Work order A =>
Extract, word for word, the passage of the electrosurgical apparatus claims between "36. An electrosurgical" and "by the tissue.", inclusive.
Work order B =>
Continue the electrosurgical apparatus claims, starting after the last claim shown.

36. An electrosurgical apparatus as claimed in any of claims 34 to 35, wherein the microwave detection signal comprises a phase of the sampled reflected power.

37. An electrosurgical apparatus as claimed in any of claims 34 to 36, wherein the microwave signal detector is further adapted to: sample forward power on the microwave channel in response to conveying the microwave radiation to the biological tissue; and generate, from the sampled forward power and the sampled reflected power, the microwave detection signal indicative of the microwave power reflected by the tissue.

38. An electrosurgical apparatus as claimed in claim 37, wherein the microwave detection signal comprises a ratio of an amplitude of the sampled forward power to an amplitude of the sampled reflected power.

39. An electrosurgical apparatus as claimed in any of claims 37 to 38, wherein the microwave detection signal comprises a phase shift between the sampled forward power and the sampled reflected power.

40. An electrosurgical apparatus as claimed in any of claims 37 to 39, wherein the apparatus further comprises a compensation unit, and wherein the compensation unit is adapted to correct the microwave detection signal, the compensation unit comprising: a combiner for combining the sampled reflected power and the sampled forward power; and one or more of: a phase shifter adapted to impart a phase shift on the sampled forward power prior to the combining; and a variable attenuator adapted to adjust an amplitude of the sampled forward power prior to the combining.

The data =>
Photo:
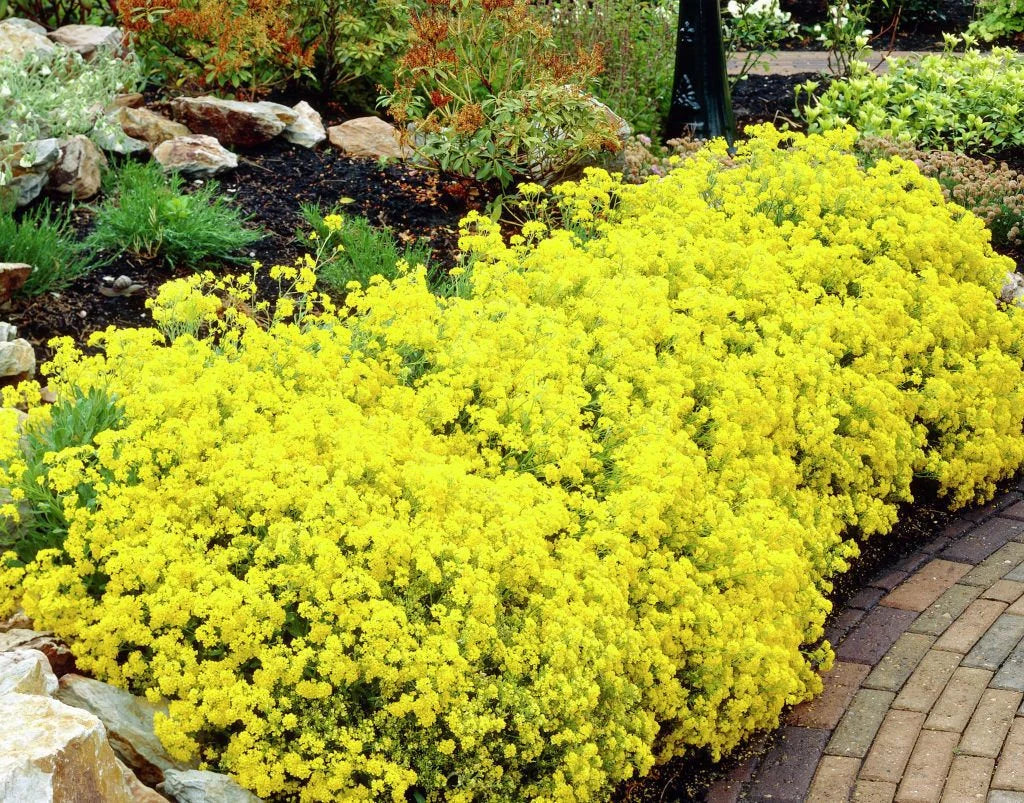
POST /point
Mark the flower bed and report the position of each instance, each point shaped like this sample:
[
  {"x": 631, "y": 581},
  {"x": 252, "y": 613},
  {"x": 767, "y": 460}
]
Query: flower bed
[{"x": 523, "y": 541}]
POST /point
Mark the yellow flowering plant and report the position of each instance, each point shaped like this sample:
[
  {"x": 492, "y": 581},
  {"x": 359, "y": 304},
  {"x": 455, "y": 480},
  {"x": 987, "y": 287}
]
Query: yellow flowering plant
[{"x": 525, "y": 541}]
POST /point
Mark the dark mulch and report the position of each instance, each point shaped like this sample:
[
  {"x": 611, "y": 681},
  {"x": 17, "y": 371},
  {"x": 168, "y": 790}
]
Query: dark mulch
[
  {"x": 769, "y": 98},
  {"x": 268, "y": 186},
  {"x": 906, "y": 26},
  {"x": 687, "y": 779}
]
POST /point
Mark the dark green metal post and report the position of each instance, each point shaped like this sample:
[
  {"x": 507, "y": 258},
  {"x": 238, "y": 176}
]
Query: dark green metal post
[{"x": 700, "y": 100}]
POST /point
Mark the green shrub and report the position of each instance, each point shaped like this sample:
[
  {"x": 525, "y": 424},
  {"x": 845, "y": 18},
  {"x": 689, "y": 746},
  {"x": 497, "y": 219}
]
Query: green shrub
[
  {"x": 756, "y": 28},
  {"x": 355, "y": 40},
  {"x": 523, "y": 544},
  {"x": 74, "y": 423},
  {"x": 489, "y": 96},
  {"x": 636, "y": 41},
  {"x": 971, "y": 101},
  {"x": 355, "y": 251},
  {"x": 146, "y": 214},
  {"x": 43, "y": 238},
  {"x": 59, "y": 94}
]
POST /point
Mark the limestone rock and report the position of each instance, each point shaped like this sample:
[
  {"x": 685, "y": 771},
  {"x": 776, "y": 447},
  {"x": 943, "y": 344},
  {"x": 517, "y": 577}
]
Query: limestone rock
[
  {"x": 86, "y": 40},
  {"x": 16, "y": 358},
  {"x": 233, "y": 122},
  {"x": 130, "y": 99},
  {"x": 12, "y": 278},
  {"x": 50, "y": 753},
  {"x": 197, "y": 155},
  {"x": 78, "y": 172},
  {"x": 17, "y": 41},
  {"x": 1013, "y": 289},
  {"x": 18, "y": 619},
  {"x": 307, "y": 130},
  {"x": 139, "y": 792},
  {"x": 148, "y": 126},
  {"x": 128, "y": 720},
  {"x": 26, "y": 672},
  {"x": 196, "y": 786},
  {"x": 370, "y": 137},
  {"x": 31, "y": 164},
  {"x": 117, "y": 141},
  {"x": 61, "y": 661},
  {"x": 28, "y": 25}
]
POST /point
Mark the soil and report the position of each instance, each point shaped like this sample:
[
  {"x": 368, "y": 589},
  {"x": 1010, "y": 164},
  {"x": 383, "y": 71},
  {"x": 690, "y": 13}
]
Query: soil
[
  {"x": 273, "y": 180},
  {"x": 686, "y": 779},
  {"x": 268, "y": 187},
  {"x": 910, "y": 25},
  {"x": 769, "y": 98}
]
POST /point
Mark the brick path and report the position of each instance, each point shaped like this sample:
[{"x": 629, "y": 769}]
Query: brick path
[
  {"x": 925, "y": 701},
  {"x": 794, "y": 61}
]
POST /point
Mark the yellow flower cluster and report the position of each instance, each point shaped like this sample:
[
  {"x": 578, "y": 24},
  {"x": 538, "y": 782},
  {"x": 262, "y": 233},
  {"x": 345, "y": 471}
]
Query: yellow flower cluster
[{"x": 523, "y": 543}]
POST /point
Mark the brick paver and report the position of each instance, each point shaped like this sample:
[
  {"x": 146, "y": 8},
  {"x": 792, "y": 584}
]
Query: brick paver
[
  {"x": 877, "y": 632},
  {"x": 798, "y": 61},
  {"x": 926, "y": 771},
  {"x": 971, "y": 626},
  {"x": 996, "y": 565},
  {"x": 927, "y": 586},
  {"x": 835, "y": 779},
  {"x": 956, "y": 703},
  {"x": 988, "y": 726},
  {"x": 893, "y": 746},
  {"x": 873, "y": 792},
  {"x": 949, "y": 606},
  {"x": 896, "y": 666},
  {"x": 926, "y": 701},
  {"x": 1010, "y": 768},
  {"x": 842, "y": 682},
  {"x": 856, "y": 730},
  {"x": 968, "y": 779},
  {"x": 995, "y": 646},
  {"x": 928, "y": 681}
]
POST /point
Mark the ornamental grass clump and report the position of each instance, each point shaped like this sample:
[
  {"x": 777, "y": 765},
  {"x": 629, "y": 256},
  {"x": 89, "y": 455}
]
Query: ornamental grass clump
[
  {"x": 525, "y": 542},
  {"x": 147, "y": 214},
  {"x": 44, "y": 238}
]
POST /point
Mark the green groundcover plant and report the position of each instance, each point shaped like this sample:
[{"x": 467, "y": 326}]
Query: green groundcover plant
[
  {"x": 969, "y": 101},
  {"x": 996, "y": 18},
  {"x": 524, "y": 542}
]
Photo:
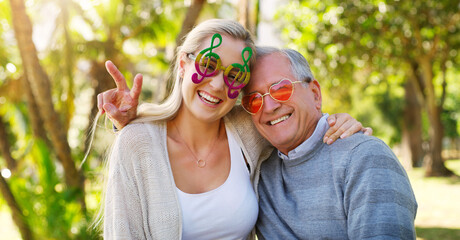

Answer A =>
36. An electrosurgical apparatus as claimed in any of claims 34 to 35, wherein the microwave detection signal comprises a phase of the sampled reflected power.

37. An electrosurgical apparatus as claimed in any of claims 34 to 36, wherein the microwave signal detector is further adapted to: sample forward power on the microwave channel in response to conveying the microwave radiation to the biological tissue; and generate, from the sampled forward power and the sampled reflected power, the microwave detection signal indicative of the microwave power reflected by the tissue.

Answer B =>
41. An electrosurgical system for treating a biological tissue, the electrosurgical system comprising: an electrosurgical apparatus as claimed in any of claims 34 to 40 and a microwave signal generator adapted to generate the microwave radiation to be delivered to the tissue.

42. An electrosurgical system as claimed in claim 41 , wherein the system further comprises a probe having a distal tip portion for delivering the microwave radiation into the biological tissue and for obtaining the microwave power reflected by the biological tissue, wherein the probe is in communication with the feed structure.

43. An electrosurgical system as claimed in claim 42, wherein the probe comprises an antenna to radiate the microwave radiation.

44. An electrosurgical system as claimed in any of claims 41 to 43, wherein the electrosurgical system further comprises a processor in communication with the apparatus, wherein the processor is adapted to: receive the microwave detection signal from the apparatus; and determine a condition of the biological tissue based on the received microwave detection signal.

45. An electrosurgical system as claimed in claim 44, wherein the processor is adapted to determine a complex impedance of the biological tissue based on a sampled forward power and a sampled reflected power in response to conveying the microwave radiation to the biological tissue.

46. An electrosurgical system as claimed in any of claims 44 to 45, wherein the processor is further adapted to automatically deactivate the microwave signal generator based on the determined condition of the biological tissue.

47. An electrosurgical system as claimed in claim 46, wherein the biological tissue is a vessel, and wherein the processor is adapted to automatically deactivate the microwave signal generator if the vessel is determined as being sealed based on one or more of: the microwave detection signal crossing a predetermined threshold; a rate of change of the microwave detection signal; a rate of change of the microwave detection signal approaching a steady state; and a rate of change of the microwave detection signal crossing a predetermined threshold.

48. An electrosurgical system as claimed claim 47, wherein the processor is adapted to generate an alarm signal if the vessel is not determined as being sealed within a predetermined time period.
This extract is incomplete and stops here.